> Quoted text
---*---
While the setting played a role in the aesthetic direction for cruise '18, Chiuri also delved deep into Dior's archives to piece the collection together; she pointed to the house's 1951 Ovale collection specifically, which featured prints inspired by the ancient Lascaux cave paintings. But what caught our eye was the much more subtle tribute to one of the brand's most seminal — and recognizable — logos. You likely remember the brown namesake print, which rose to prominence in the pop culture sphere thanks to the likes of Carrie Bradshaw, Missy Elliott, and Gwen Stefani in the aughts...and, more recently, we spotted it on Kim Kardashian West at the beach. Now, it's found its way back into the house's collection, in the form of two very nostalgia-inducing handbags.
---*---
> Required work
1. In the Dior cruise '18 passage, rewrite the part that opens with the words "While the setting" and closes with "very nostalgia-inducing handbags.", swapping "handbags" for "purses".
2. According to the Dior cruise '18 passage, which 1951 Dior collection did Chiuri specifically point to?
---*---
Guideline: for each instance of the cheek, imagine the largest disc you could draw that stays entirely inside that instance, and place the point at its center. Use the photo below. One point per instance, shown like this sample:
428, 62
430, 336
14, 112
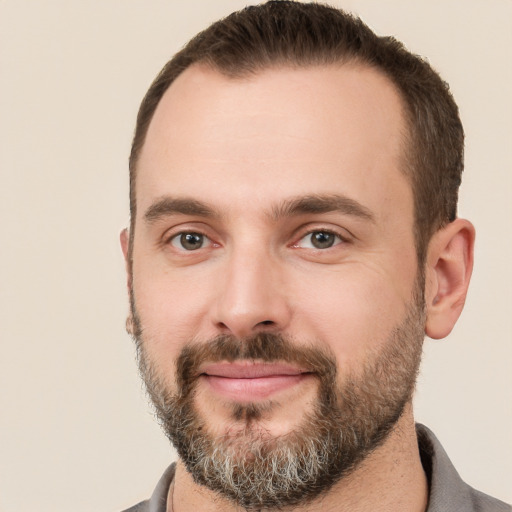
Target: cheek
352, 312
171, 306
---*---
> Per-task answers
1.
While the setting played a role in the aesthetic direction for cruise '18, Chiuri also delved deep into Dior's archives to piece the collection together; she pointed to the house's 1951 Ovale collection specifically, which featured prints inspired by the ancient Lascaux cave paintings. But what caught our eye was the much more subtle tribute to one of the brand's most seminal — and recognizable — logos. You likely remember the brown namesake print, which rose to prominence in the pop culture sphere thanks to the likes of Carrie Bradshaw, Missy Elliott, and Gwen Stefani in the aughts...and, more recently, we spotted it on Kim Kardashian West at the beach. Now, it's found its way back into the house's collection, in the form of two very nostalgia-inducing purses.

2. The Ovale collection.